REQUIREMENT:
Please rewrite all the items below as a single numbered list of their lines, dropping the blank lines. Leave the pictures out of your answer.
++++ RECORDED DATA
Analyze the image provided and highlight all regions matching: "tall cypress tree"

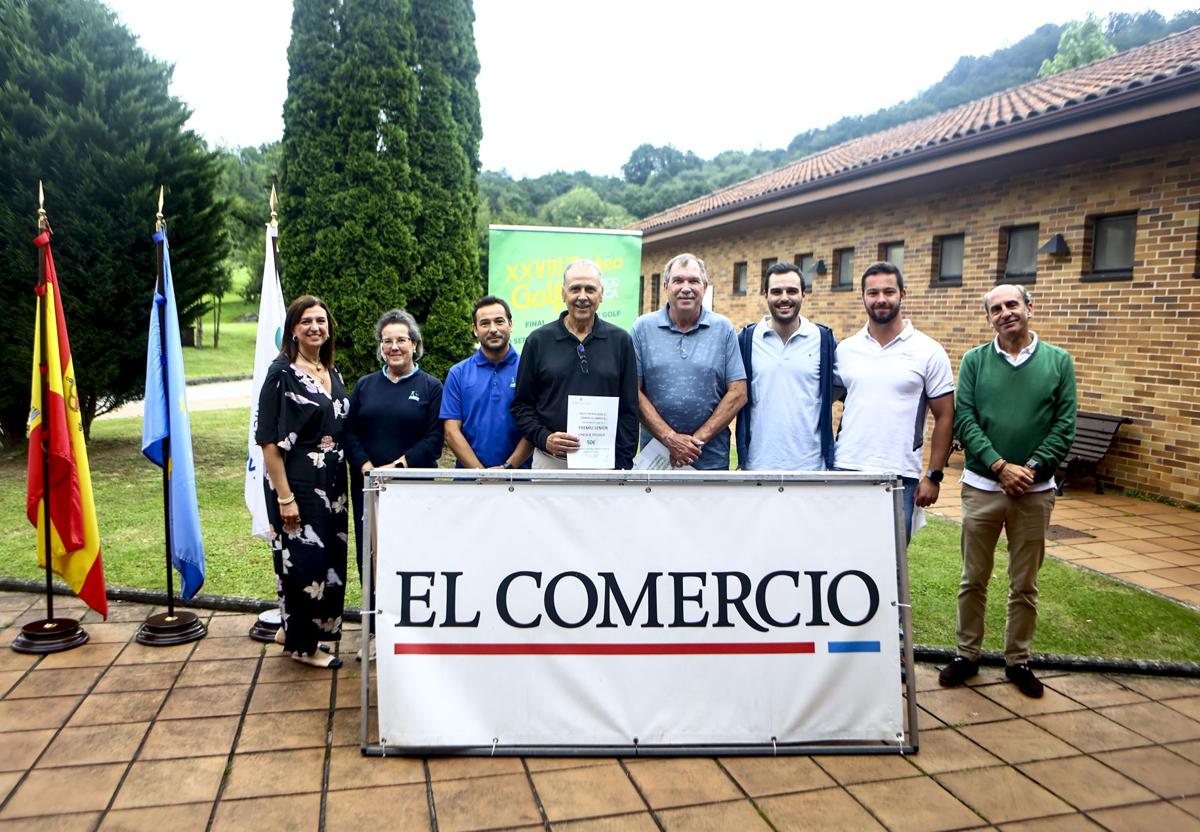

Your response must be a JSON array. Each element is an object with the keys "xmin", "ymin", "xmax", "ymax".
[
  {"xmin": 412, "ymin": 0, "xmax": 482, "ymax": 375},
  {"xmin": 0, "ymin": 0, "xmax": 228, "ymax": 439}
]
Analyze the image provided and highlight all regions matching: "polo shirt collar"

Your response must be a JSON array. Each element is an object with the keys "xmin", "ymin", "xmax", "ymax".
[{"xmin": 654, "ymin": 304, "xmax": 712, "ymax": 334}]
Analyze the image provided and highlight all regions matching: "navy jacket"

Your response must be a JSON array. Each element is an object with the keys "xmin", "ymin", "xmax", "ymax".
[{"xmin": 737, "ymin": 321, "xmax": 838, "ymax": 469}]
++++++++
CORRECT OUTPUT:
1. Analyze the image provided and highlight all regions matching: "tall cypress tree"
2. Your response must be a JSON array. Each element is an object with the keys "xmin", "ymin", "xmax", "ymax".
3. [
4.   {"xmin": 412, "ymin": 0, "xmax": 482, "ymax": 375},
5.   {"xmin": 0, "ymin": 0, "xmax": 228, "ymax": 439}
6. ]
7. Analyze the image provided and highlight all regions matching: "polo shirt collar"
8. Your response must be a JSON array. Each element is an object with the keys "xmin", "ymin", "xmax", "ymax".
9. [{"xmin": 654, "ymin": 304, "xmax": 712, "ymax": 334}]
10. Analyze the image provided and highlight all regions matching: "navy jacket"
11. Your response must be a JSON array. Each element is an object with the keys "xmin", "ymin", "xmax", "ymax".
12. [{"xmin": 737, "ymin": 321, "xmax": 838, "ymax": 469}]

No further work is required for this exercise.